[begin Provided information]

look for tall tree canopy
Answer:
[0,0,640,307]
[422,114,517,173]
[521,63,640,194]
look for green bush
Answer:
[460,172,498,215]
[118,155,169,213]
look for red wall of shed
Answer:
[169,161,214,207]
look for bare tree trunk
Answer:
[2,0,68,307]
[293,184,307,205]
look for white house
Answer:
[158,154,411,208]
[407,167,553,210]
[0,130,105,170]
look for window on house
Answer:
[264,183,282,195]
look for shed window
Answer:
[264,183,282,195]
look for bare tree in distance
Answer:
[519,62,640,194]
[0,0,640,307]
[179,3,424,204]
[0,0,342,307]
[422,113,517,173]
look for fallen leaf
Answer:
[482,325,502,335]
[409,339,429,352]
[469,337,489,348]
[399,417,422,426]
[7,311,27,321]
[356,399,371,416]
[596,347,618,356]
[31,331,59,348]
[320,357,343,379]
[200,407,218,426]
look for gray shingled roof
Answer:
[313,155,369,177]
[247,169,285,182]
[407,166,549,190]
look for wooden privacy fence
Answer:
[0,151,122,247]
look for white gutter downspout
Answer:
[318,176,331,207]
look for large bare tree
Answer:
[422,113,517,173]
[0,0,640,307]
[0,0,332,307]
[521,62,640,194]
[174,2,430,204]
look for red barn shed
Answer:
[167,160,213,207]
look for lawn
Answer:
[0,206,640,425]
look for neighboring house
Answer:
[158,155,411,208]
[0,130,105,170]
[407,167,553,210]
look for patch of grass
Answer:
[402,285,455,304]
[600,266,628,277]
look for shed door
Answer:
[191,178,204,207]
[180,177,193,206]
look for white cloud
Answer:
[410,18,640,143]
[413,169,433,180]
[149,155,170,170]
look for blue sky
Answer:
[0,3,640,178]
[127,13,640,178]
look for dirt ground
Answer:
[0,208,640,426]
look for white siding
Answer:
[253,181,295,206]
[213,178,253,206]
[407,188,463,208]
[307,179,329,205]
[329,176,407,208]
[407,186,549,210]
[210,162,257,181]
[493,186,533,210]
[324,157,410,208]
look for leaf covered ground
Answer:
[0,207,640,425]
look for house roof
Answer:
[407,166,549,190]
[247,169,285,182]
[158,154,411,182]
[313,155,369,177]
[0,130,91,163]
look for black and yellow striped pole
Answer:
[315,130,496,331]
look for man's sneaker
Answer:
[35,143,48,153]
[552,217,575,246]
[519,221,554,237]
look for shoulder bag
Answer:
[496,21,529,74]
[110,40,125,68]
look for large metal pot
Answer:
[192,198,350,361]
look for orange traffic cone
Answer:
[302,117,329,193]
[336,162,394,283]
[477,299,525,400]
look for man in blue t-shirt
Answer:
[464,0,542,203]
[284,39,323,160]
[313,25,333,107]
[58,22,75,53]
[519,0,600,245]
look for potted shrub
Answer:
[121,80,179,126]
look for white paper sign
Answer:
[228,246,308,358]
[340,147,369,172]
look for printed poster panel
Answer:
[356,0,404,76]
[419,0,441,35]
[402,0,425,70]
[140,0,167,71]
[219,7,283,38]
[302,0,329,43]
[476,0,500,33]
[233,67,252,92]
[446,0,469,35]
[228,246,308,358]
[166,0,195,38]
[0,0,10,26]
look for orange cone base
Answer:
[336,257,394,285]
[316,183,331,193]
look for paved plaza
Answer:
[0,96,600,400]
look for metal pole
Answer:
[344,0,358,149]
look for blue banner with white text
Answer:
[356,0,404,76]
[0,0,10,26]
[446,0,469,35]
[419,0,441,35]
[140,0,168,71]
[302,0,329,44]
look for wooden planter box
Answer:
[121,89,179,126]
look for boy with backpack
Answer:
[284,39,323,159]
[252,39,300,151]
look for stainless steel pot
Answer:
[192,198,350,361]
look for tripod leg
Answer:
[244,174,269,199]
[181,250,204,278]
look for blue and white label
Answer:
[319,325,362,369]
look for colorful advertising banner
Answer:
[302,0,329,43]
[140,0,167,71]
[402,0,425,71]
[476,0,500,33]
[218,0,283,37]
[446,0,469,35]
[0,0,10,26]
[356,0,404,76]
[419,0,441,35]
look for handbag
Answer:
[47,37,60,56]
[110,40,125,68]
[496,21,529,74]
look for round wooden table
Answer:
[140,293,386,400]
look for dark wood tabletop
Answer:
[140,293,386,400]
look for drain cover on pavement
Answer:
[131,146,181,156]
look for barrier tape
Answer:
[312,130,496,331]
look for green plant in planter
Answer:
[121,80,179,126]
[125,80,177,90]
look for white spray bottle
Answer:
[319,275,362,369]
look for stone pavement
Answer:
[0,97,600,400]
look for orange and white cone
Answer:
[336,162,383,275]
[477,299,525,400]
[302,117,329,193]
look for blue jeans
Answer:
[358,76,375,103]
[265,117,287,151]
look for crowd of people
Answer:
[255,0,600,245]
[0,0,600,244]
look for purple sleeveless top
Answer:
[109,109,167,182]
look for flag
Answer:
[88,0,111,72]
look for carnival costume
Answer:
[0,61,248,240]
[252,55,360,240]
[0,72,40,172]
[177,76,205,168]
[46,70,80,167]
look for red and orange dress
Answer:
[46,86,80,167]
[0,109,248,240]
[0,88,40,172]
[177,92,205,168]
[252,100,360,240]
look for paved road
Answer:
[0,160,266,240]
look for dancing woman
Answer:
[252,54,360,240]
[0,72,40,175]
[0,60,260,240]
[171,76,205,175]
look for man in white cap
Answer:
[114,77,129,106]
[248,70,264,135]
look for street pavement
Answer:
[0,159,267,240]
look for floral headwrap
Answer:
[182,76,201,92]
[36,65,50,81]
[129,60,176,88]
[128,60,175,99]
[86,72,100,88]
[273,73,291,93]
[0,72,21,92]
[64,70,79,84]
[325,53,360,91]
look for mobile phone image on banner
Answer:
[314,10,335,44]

[end Provided information]

What this task involves
Can you write out the data verbatim, from its first line through the line holding "[315,130,496,331]", both included?

Response to this exercise
look for tall tree canopy
Answer:
[0,0,640,307]
[422,114,517,173]
[521,63,640,194]
look for green bush
Answer:
[460,172,498,215]
[118,155,169,213]
look for red wall of shed
Answer:
[169,161,214,207]
look for bare tree trunk
Answer:
[2,0,68,307]
[293,184,307,205]
look for white house
Answer:
[158,154,411,208]
[407,167,553,210]
[0,130,105,170]
look for window on house
Answer:
[264,183,282,195]
look for shed window
Answer:
[264,183,282,195]
look for bare tree in distance
Answer:
[519,62,640,194]
[0,0,640,307]
[179,3,424,204]
[0,0,342,307]
[422,113,517,173]
look for fallen leaf
Answer:
[482,325,502,335]
[409,339,429,352]
[469,337,489,348]
[399,417,422,426]
[7,311,27,321]
[356,399,371,416]
[596,347,618,356]
[31,331,59,348]
[320,357,343,379]
[200,407,218,426]
look for gray shingled roof
Answer:
[313,155,369,177]
[247,169,285,182]
[407,166,549,190]
look for wooden privacy fence
Answer:
[0,151,122,247]
look for white gutter downspout
Answer:
[318,176,331,207]
look for large bare tree
Answer:
[422,113,517,173]
[0,0,640,307]
[0,0,332,307]
[521,62,640,194]
[174,2,430,204]
look for red barn shed
Answer:
[167,160,213,207]
look for lawn
Answer:
[0,206,640,425]
look for neighboring house
Answer:
[158,155,411,208]
[0,130,105,170]
[407,167,553,210]
look for patch of grass
Answer:
[402,285,455,304]
[600,266,628,277]
look for shed door
Answer:
[191,178,204,207]
[180,177,193,206]
look for white cloud
Answer:
[410,18,640,143]
[413,169,433,180]
[149,155,170,170]
look for blue sky
Answer:
[0,3,640,178]
[127,13,640,178]
look for dirt ground
Answer:
[0,208,640,426]
look for white siding
Answer:
[253,181,295,206]
[213,178,253,206]
[407,188,463,208]
[307,179,329,205]
[329,176,407,208]
[407,186,549,210]
[210,162,257,181]
[493,186,533,210]
[324,157,410,208]
look for leaf covered ground
Answer:
[0,207,640,425]
look for house roof
Answer:
[407,166,549,190]
[247,169,285,182]
[158,154,411,182]
[313,155,369,177]
[0,130,91,163]
look for black and yellow striped pole
Answer:
[315,130,496,331]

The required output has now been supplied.